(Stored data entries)
*** Begin section ***
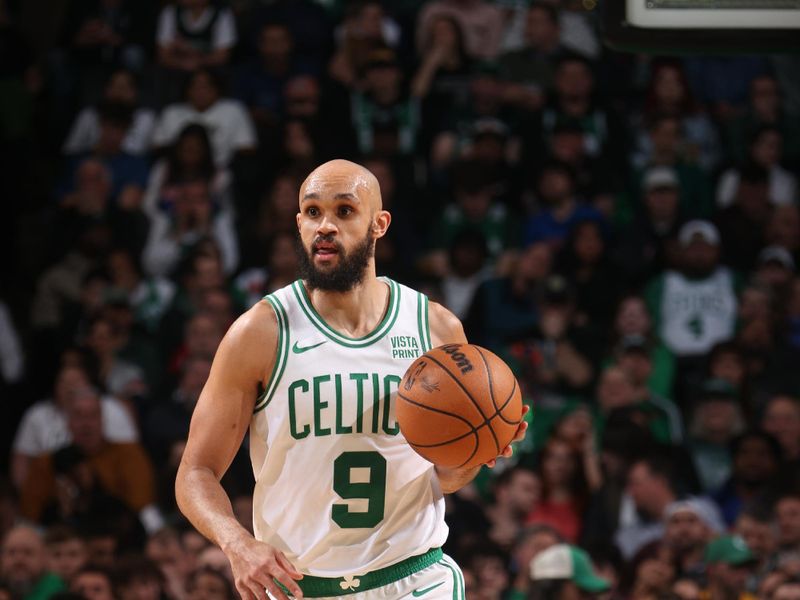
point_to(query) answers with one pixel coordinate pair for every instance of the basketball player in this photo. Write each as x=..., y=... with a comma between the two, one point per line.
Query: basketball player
x=342, y=504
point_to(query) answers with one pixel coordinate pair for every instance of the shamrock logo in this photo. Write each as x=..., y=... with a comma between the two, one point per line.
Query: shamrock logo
x=349, y=582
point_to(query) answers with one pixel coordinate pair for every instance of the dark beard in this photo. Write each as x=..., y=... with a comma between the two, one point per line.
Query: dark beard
x=346, y=275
*** End section ***
For every line above that includes the word "photo", return the line.

point_to(query) answers with one pixel coordinate pair for every instance of the basketball player in this photo. Write each as x=..., y=... with a comma between the two, one point per line.
point_to(query) answers with one pixel coordinate pair for every instance of the shamrock logo in this photo. Write each as x=..., y=... with a comma between the two, one point per line.
point_to(query) answers with one pixel coordinate pair for every instance of the dark beard in this photo. Write each as x=..., y=... with a comma between the two, one point per line.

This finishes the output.